*Task directions*.
Rewrite the lines below as a JSON list of strings, one string per line, and leave out any blank lines.

[start Dataset records]

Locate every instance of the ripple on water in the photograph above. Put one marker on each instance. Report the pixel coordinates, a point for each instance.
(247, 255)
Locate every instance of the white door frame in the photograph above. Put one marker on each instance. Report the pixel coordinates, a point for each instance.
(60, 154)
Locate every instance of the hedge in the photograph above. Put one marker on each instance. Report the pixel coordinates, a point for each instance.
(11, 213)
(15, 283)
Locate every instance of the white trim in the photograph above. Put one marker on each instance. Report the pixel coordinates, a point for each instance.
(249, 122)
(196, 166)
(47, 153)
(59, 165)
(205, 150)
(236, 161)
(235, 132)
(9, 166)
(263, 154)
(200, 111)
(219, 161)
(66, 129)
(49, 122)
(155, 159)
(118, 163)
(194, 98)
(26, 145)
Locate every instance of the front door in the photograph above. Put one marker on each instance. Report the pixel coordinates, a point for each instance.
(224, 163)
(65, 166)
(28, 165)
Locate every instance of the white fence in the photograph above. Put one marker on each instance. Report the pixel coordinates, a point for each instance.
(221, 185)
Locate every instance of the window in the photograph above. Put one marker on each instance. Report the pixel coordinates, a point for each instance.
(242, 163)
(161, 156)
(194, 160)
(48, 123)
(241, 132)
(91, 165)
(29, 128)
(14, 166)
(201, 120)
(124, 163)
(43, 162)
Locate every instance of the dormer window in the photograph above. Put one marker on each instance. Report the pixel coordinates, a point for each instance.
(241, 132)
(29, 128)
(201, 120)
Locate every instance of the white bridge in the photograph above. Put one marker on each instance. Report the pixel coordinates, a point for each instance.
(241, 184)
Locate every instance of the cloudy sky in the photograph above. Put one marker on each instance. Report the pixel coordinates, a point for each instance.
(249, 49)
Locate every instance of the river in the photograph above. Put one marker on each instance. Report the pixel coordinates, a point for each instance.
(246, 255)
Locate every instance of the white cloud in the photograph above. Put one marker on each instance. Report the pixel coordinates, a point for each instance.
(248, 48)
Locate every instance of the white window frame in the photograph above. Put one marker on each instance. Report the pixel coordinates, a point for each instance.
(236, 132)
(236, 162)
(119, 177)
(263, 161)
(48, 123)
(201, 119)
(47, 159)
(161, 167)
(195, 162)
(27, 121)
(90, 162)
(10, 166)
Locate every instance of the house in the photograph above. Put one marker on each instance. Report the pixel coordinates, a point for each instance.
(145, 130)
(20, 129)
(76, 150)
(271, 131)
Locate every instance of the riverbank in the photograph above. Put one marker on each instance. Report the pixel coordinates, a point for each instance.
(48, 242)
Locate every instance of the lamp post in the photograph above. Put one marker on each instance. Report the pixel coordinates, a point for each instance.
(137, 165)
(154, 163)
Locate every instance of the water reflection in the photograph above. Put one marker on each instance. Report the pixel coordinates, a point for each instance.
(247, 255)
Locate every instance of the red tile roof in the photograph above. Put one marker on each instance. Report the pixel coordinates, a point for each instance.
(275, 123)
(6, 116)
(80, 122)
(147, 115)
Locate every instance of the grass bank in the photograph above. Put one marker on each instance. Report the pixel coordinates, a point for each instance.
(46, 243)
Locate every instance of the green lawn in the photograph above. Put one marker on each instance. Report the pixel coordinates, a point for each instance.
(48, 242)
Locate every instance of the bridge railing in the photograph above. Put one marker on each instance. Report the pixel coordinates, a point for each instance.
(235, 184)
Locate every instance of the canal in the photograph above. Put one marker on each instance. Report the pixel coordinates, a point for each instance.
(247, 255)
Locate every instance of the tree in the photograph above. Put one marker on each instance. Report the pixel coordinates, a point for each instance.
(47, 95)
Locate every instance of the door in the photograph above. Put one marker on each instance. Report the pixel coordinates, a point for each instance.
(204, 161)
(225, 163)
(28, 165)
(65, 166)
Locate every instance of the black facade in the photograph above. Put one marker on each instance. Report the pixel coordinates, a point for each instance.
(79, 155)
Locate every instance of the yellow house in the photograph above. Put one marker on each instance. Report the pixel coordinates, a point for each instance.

[end Dataset records]

*Result*.
[
  "Locate every instance of the ripple on water in the photograph above. Put one marker on each instance. Report the pixel coordinates, a point for each instance.",
  "(247, 255)",
  "Locate every instance of the white door frame in the photograph above. Put one marker on each instance. Report the pixel coordinates, a point for each instance.",
  "(60, 154)",
  "Locate every instance of the hedge in the photograph above. Put one marker on each instance. Report the pixel coordinates, a point for each instance.",
  "(11, 213)",
  "(15, 283)",
  "Locate every instance of the white trim in the photograph above. Put one marker on each instance. Report the pixel coordinates, a point for each instance.",
  "(249, 122)",
  "(196, 166)",
  "(47, 153)",
  "(59, 165)",
  "(205, 150)",
  "(236, 161)",
  "(235, 132)",
  "(9, 166)",
  "(263, 154)",
  "(200, 111)",
  "(219, 161)",
  "(66, 129)",
  "(49, 122)",
  "(155, 159)",
  "(118, 163)",
  "(194, 98)",
  "(26, 145)",
  "Locate every instance of the front door in the photograph above. Put one marker on each instance. Report the pixel coordinates, a point for each instance.",
  "(224, 163)",
  "(65, 166)",
  "(28, 165)",
  "Locate every instance of the white fence in the photograph above. Put one marker on each instance. Report the pixel coordinates, a point for each instance.",
  "(221, 185)",
  "Locate every instance of the window in the photograph above. Put one marker on each instance. Report the pixel coordinates, a point for each instance.",
  "(242, 163)",
  "(161, 156)",
  "(194, 160)",
  "(48, 123)",
  "(241, 132)",
  "(91, 165)",
  "(29, 128)",
  "(14, 166)",
  "(201, 120)",
  "(124, 163)",
  "(43, 162)",
  "Locate every instance of the dormer window in the photograph above. Put one marker on each instance. Report the pixel coordinates, a point for each instance.",
  "(241, 132)",
  "(29, 128)",
  "(201, 120)",
  "Locate every instance of the white bridge in the photograph above. Put one marker on each instance. Report the pixel coordinates, a point for each instance.",
  "(241, 184)",
  "Locate every instance of the cloudy sky in the photograph above. Put one marker on each instance. Report the pixel coordinates, a point for each instance.",
  "(249, 49)",
  "Locate every instance of the river in the photograph above. Put one marker on each instance. Report the pixel coordinates, a point for each instance.",
  "(246, 255)",
  "Locate every instance of the white cloud in the photograph above. Put one marker on each instance. Report the pixel coordinates, a point for each instance.",
  "(248, 48)",
  "Locate every instance of the white window frame in the photograph above. Put one marker on each instance. Report the pixel coordinates, a point for each instance.",
  "(236, 132)",
  "(236, 162)",
  "(119, 177)",
  "(263, 161)",
  "(48, 123)",
  "(201, 119)",
  "(47, 159)",
  "(161, 167)",
  "(195, 162)",
  "(27, 121)",
  "(90, 162)",
  "(10, 166)",
  "Locate every instance of the house in the photograph above. Put one marker on each instance. Report the pixel coordinates, a point for each instance.",
  "(145, 130)",
  "(20, 129)",
  "(76, 150)",
  "(271, 131)",
  "Locate every instance of the riverbank in the photograph above. Put one marker on each instance. Report the pixel coordinates, a point for each instance.",
  "(48, 242)",
  "Locate every instance of the lamp post in the photograph above. Put one marker on each instance. Report the pixel coordinates, a point for each instance.",
  "(137, 165)",
  "(154, 163)",
  "Locate every instance of the water reflection in the photograph above. Put one marker on each instance. Report the pixel coordinates, a point for each instance.",
  "(247, 255)",
  "Locate every instance of the red tile roof in the photograph above. Put one marker on each instance. Report the pixel coordinates, a point for each instance.",
  "(275, 123)",
  "(6, 116)",
  "(80, 122)",
  "(147, 115)",
  "Locate every instance of the grass bank in the photograph above. Put one marker on each instance. Report the pixel coordinates, a point for each instance.",
  "(46, 243)",
  "Locate every instance of the green lawn in the photograph above. Put one marker on each instance. Report the pixel coordinates, a point for each instance.",
  "(48, 242)",
  "Locate every instance of the bridge railing in the photograph above. Put one marker on each instance. Report the pixel coordinates, a point for each instance.",
  "(235, 184)",
  "Locate every instance of the canal in the photograph above. Put one marker on each instance. Report the pixel coordinates, a point for each instance.",
  "(247, 255)",
  "Locate every instance of the tree in the photograph above. Put one marker on each instance. Report the pixel coordinates, a point for each instance.",
  "(47, 95)",
  "Locate every instance of the door in the photograph above. Put one marker on each instance. Report the pixel coordinates, a point for each instance.",
  "(204, 161)",
  "(225, 163)",
  "(28, 165)",
  "(65, 166)",
  "Locate every instance of the black facade in the photograph above. Put one marker on each instance. Report the pixel coordinates, a point for each instance.",
  "(79, 155)",
  "Locate every instance of the yellow house in the photograph above. Put one marker on each instance. Report the pixel coordinates, a point for each instance."
]